INSTRUCTIONS FOR THE TASK> Repeat the data below exactly, dropping any pictures it holds.

------------------------

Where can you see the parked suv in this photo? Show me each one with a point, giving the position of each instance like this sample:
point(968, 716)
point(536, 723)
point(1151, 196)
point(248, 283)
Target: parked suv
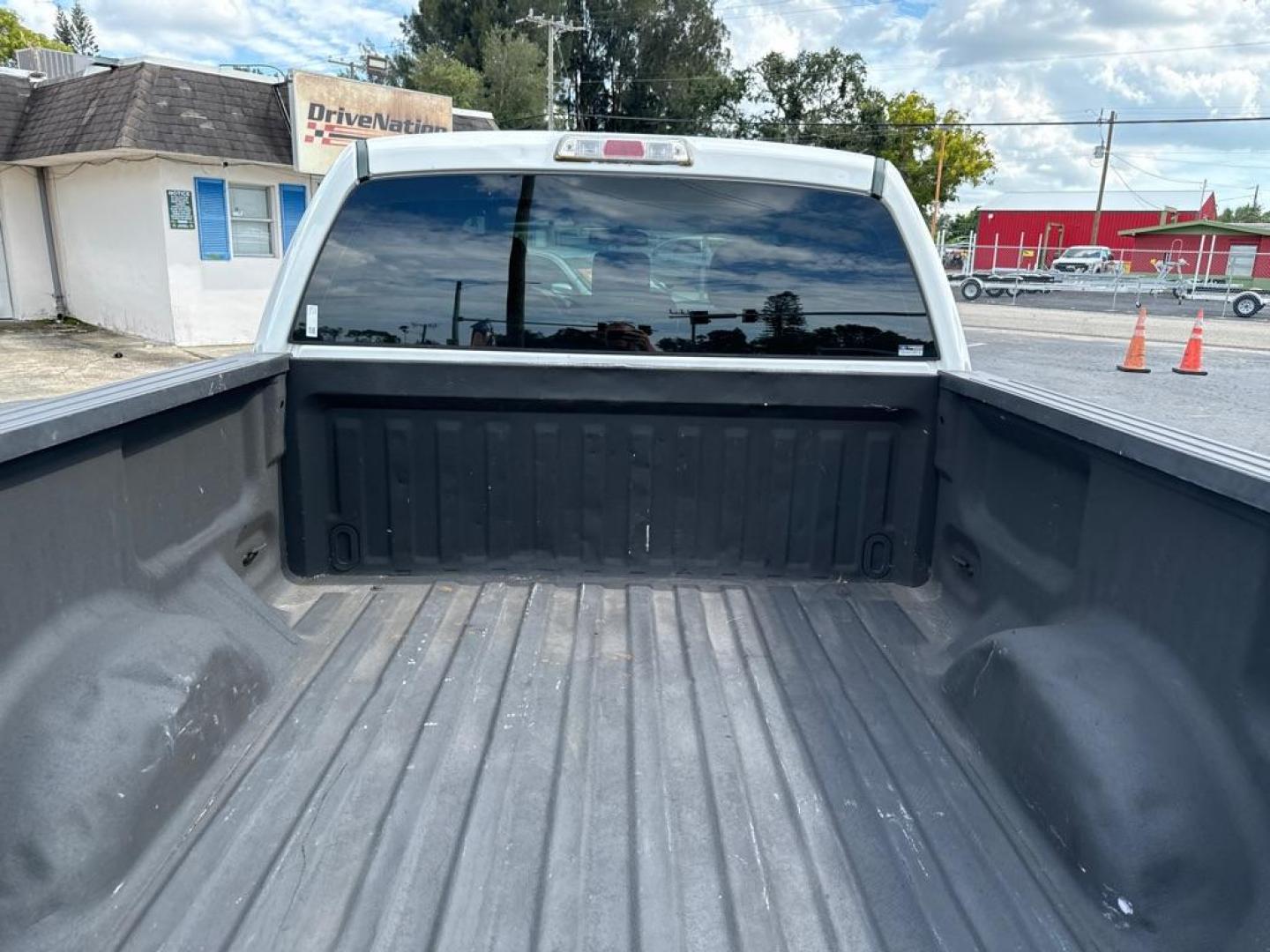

------------------------

FINISHED TASK>
Where can you see the parked suv in this photo? Show me each one with a point, giving the position of each instance like this sample:
point(968, 716)
point(536, 723)
point(1151, 196)
point(248, 283)
Target: parked suv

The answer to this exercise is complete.